Work instructions>
Copy out the commentary on US money trends and growth optimism below in full and word for word, from its opening date line to its last sentence.

* Start Quoted passage *

Entries from October 1, 2015 - October 31, 2015
Money trends / stocks cycle question US growth optimism
The US economy performed robustly over the spring and summer. GDP growth, admittedly, fell from 3.9% at an annualised rate in the second quarter to 1.5% in the third, according to preliminary data. This slowdown, however, largely reflected a decline in stockbuilding: final sales rose by an annualised 3.0% last quarter. GDP growth averaged a solid 2.7% across the two quarters.
Economic health in mid-2015 had been signalled by narrow money trends at end-2014. Six-month growth of real narrow money fell sharply in summer 2014, warning of a loss of momentum in early 2015, allowing for the usual lag. It rebounded strongly from October, however, peaking in February 2015 – see first chart. The message was that the poor start to the year – exacerbated by bad weather – represented a temporary soft patch, with news likely to improve significantly later in 2015.
The consensus expects growth to remain strong by the standards of the upswing to date. The mean forecast for annual GDP expansion in 2016 is 2.6%, according to Consensus Economics, with the IMF projecting 2.8%. This compares with average growth of only 2.1% annualised from the recession trough in the second quarter of 2009 through the third quarter of 2015.
This optimism is questionable, for two reasons. First, real narrow money has slowed again since the spring, with six-month growth in August / September the lowest since January 2010, and weekly data suggesting no recovery in October. Real M2 and bank lending are holding up better but have also lost momentum – first chart.
Secondly, stock changes are likely to be a further drag on GDP growth over coming quarters. The 3-5 year Kitchin stockbuilding cycle last bottomed in 2012, so another trough is due in 2016 or 2017. As previously discussed, the ratio of non-farm inventories to final sales of goods and structures is usually above its long-run downward trend at the peak of the cycle, and below it at the trough. It remained elevated at end-September, despite the fall in stockbuilding last quarter – second chart.
Strengthening non-US real narrow money growth – particularly in China – suggests that the global economy can regain momentum even if the US slows. Economic “rebalancing” from the US to the rest of the world would be favourable for markets, supporting equity earnings while allowing the Fed to go slow on rate rises. The current monetary evidence supports this benign scenario but further US narrow money weakness, or a relapse in China or the Eurozone, would warrant a reassessment.

* End Quoted passage *
* Start Data provided *

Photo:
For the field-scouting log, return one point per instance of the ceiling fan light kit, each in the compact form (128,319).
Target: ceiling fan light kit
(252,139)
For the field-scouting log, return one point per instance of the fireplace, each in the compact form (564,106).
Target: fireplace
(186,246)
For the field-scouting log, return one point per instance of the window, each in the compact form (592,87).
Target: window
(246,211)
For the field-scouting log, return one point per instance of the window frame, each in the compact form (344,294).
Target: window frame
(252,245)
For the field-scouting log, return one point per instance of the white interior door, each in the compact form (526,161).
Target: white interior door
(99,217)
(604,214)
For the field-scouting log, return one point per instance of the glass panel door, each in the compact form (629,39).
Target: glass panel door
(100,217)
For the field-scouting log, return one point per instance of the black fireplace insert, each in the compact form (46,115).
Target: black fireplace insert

* End Data provided *

Response to this exercise>
Entries from October 1, 2015 - October 31, 2015
Money trends / stocks cycle question US growth optimism
The US economy performed robustly over the spring and summer. GDP growth, admittedly, fell from 3.9% at an annualised rate in the second quarter to 1.5% in the third, according to preliminary data. This slowdown, however, largely reflected a decline in stockbuilding: final sales rose by an annualised 3.0% last quarter. GDP growth averaged a solid 2.7% across the two quarters.
Economic health in mid-2015 had been signalled by narrow money trends at end-2014. Six-month growth of real narrow money fell sharply in summer 2014, warning of a loss of momentum in early 2015, allowing for the usual lag. It rebounded strongly from October, however, peaking in February 2015 – see first chart. The message was that the poor start to the year – exacerbated by bad weather – represented a temporary soft patch, with news likely to improve significantly later in 2015.
The consensus expects growth to remain strong by the standards of the upswing to date. The mean forecast for annual GDP expansion in 2016 is 2.6%, according to Consensus Economics, with the IMF projecting 2.8%. This compares with average growth of only 2.1% annualised from the recession trough in the second quarter of 2009 through the third quarter of 2015.
This optimism is questionable, for two reasons. First, real narrow money has slowed again since the spring, with six-month growth in August / September the lowest since January 2010, and weekly data suggesting no recovery in October. Real M2 and bank lending are holding up better but have also lost momentum – first chart.
Secondly, stock changes are likely to be a further drag on GDP growth over coming quarters. The 3-5 year Kitchin stockbuilding cycle last bottomed in 2012, so another trough is due in 2016 or 2017. As previously discussed, the ratio of non-farm inventories to final sales of goods and structures is usually above its long-run downward trend at the peak of the cycle, and below it at the trough. It remained elevated at end-September, despite the fall in stockbuilding last quarter – second chart.
Strengthening non-US real narrow money growth – particularly in China – suggests that the global economy can regain momentum even if the US slows. Economic “rebalancing” from the US to the rest of the world would be favourable for markets, supporting equity earnings while allowing the Fed to go slow on rate rises. The current monetary evidence supports this benign scenario but further US narrow money weakness, or a relapse in China or the Eurozone, would warrant a reassessment.